**The data**
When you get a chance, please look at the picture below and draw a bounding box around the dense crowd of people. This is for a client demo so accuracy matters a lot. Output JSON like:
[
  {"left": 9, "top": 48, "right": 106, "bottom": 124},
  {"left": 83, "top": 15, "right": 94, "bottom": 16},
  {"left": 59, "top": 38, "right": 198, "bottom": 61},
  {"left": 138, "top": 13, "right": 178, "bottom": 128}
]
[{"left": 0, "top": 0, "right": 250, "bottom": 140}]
* * *
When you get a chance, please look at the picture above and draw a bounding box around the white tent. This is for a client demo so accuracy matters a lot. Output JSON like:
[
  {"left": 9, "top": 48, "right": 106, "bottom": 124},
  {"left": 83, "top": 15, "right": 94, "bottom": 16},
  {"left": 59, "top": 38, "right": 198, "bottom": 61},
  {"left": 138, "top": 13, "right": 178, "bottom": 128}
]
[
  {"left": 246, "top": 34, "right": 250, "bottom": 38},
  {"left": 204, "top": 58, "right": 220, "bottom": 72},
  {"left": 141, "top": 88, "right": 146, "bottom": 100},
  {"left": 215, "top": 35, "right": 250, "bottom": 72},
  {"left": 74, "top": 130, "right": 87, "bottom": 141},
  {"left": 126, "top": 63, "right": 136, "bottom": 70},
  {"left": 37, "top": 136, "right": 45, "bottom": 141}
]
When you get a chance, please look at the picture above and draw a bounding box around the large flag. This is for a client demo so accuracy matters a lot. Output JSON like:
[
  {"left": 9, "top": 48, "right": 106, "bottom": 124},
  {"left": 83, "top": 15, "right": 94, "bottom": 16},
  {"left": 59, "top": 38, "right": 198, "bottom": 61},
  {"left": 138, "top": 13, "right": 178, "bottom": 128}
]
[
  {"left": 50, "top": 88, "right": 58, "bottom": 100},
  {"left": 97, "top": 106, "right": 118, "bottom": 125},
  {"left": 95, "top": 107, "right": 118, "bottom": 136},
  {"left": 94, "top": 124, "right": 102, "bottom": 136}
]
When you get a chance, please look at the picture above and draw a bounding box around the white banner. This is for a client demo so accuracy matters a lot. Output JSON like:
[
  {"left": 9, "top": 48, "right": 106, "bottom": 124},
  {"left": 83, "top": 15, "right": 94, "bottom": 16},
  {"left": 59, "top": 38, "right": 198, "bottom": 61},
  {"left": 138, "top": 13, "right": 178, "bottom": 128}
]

**What to do**
Search the material above for lines containing the string "white", then pull them out.

**Task answer**
When you get a chance, please look at the picture above and draw a bounding box around the white tent. This is for a client demo so accuracy matters a lot. Output JSON like:
When you get a chance, please look at the picture above and draw a bounding box around the white banner. This is for a client demo so accuracy matters a lot. Output JSON like:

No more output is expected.